EXERCISE TASK:
Exactly and only the lines from the line holding "field in the photo below." to the end of the records should be reproduced. Leave pictures out.

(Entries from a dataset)

______

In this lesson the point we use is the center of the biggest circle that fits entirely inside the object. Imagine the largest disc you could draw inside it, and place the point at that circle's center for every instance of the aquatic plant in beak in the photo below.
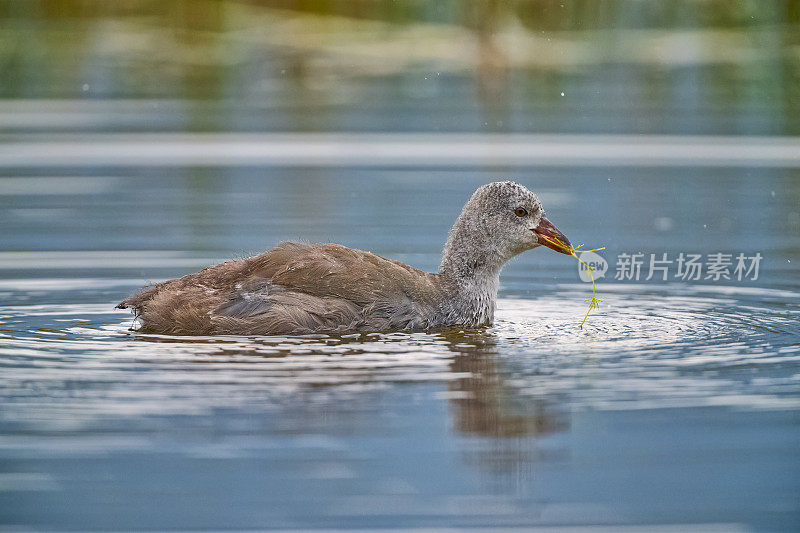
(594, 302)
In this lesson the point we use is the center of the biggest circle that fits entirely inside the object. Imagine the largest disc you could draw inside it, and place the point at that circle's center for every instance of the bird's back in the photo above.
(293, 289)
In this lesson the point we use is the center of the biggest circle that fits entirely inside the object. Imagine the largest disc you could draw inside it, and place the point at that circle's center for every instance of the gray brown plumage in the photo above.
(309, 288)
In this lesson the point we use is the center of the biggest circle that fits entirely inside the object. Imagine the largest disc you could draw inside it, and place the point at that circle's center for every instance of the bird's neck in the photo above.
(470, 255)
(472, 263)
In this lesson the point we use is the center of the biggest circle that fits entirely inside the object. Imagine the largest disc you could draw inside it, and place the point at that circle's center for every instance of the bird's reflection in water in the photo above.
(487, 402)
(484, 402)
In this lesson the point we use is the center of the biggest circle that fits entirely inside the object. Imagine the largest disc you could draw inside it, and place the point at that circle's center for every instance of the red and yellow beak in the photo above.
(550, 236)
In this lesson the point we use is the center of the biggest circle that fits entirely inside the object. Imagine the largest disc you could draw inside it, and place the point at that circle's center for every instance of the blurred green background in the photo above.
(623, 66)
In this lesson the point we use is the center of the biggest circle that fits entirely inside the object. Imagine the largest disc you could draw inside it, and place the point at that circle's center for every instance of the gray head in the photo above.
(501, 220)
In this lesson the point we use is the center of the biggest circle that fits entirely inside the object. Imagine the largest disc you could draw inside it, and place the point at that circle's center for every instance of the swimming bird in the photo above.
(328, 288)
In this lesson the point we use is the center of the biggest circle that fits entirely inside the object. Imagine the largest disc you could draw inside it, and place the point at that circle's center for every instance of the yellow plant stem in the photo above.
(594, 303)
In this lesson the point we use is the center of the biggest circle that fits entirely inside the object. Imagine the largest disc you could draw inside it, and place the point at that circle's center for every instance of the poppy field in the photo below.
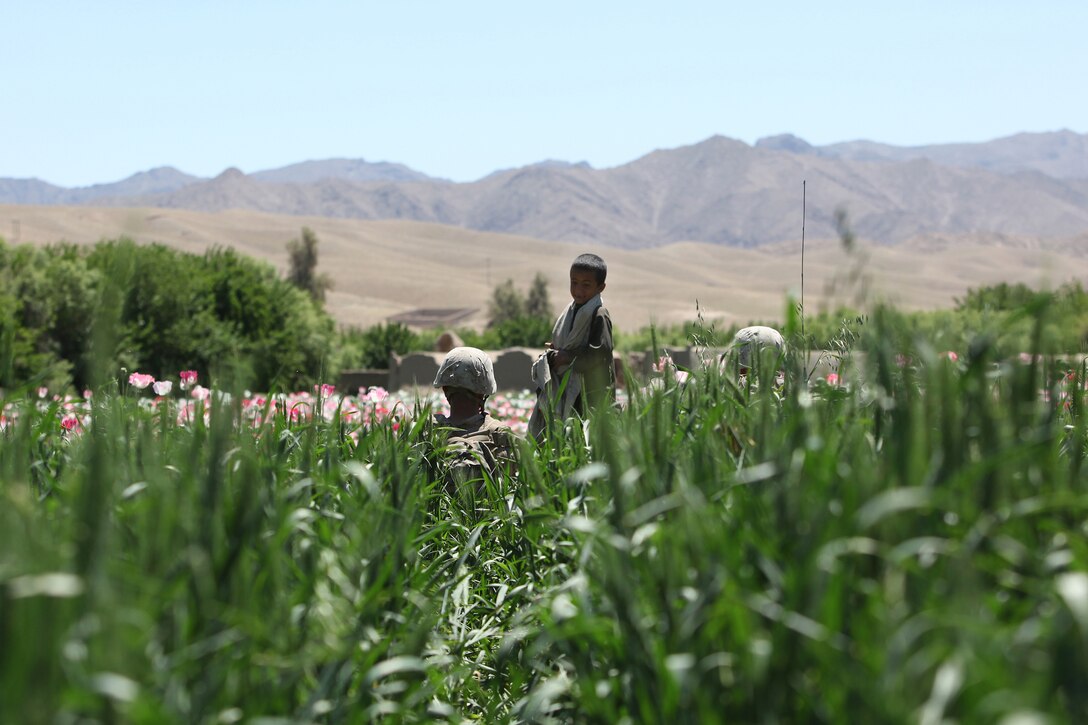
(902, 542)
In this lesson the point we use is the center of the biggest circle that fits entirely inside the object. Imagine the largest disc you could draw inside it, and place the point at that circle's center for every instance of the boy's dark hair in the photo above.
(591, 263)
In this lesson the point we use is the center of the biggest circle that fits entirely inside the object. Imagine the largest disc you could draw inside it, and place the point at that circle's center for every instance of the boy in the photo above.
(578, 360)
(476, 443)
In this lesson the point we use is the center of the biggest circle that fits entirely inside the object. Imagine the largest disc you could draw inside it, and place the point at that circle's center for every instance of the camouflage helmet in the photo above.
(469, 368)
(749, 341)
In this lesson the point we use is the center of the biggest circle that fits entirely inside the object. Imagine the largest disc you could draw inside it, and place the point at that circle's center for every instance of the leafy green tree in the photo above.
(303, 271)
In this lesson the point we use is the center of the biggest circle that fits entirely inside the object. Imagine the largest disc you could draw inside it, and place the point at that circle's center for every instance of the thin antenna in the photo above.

______

TASK RESPONSE:
In this lesson the point we use is the center of the biggest circle that fits entirely inside the object. Imagine the largest disc you could draw inside it, and place the point at that circle's center for every instance of the poppy field in the photo below.
(902, 542)
In this lesson the point we use is the center of the biggest circle that fits entirely inside the object. Imagine the largest disc you could draw inside it, and place the point at that circle's center for every instance of the boy's dark hair in the photo above.
(591, 263)
In this lesson the point we use is the center of the biggest circle that fits entirely inside the object. Imagine the largest disc you could draw inside it, and place the point at that circle's center for every instance of the boy in the photo above.
(578, 360)
(476, 443)
In this lesson the point we use is the center of the biggest circle that fits entirely inside the object. Imagine the largest disc you could draw inside it, and place the point at that circle's center for every instance of the camouflage helmet in the photo above.
(469, 368)
(749, 341)
In this lesson the point we use is the center of the biggest circle that fits entirely inside the object. Imagine the largest disc you could draw inside it, and place the point at that circle's center for every instance of the leafy green tree in the photo above.
(303, 271)
In this lesson the point we use is the center of the biggest circle that fits entirely inside the object. Imagine the largest disc you could draw inside it, and place the point at that circle's center for every instance of the thin antenna in the photo above.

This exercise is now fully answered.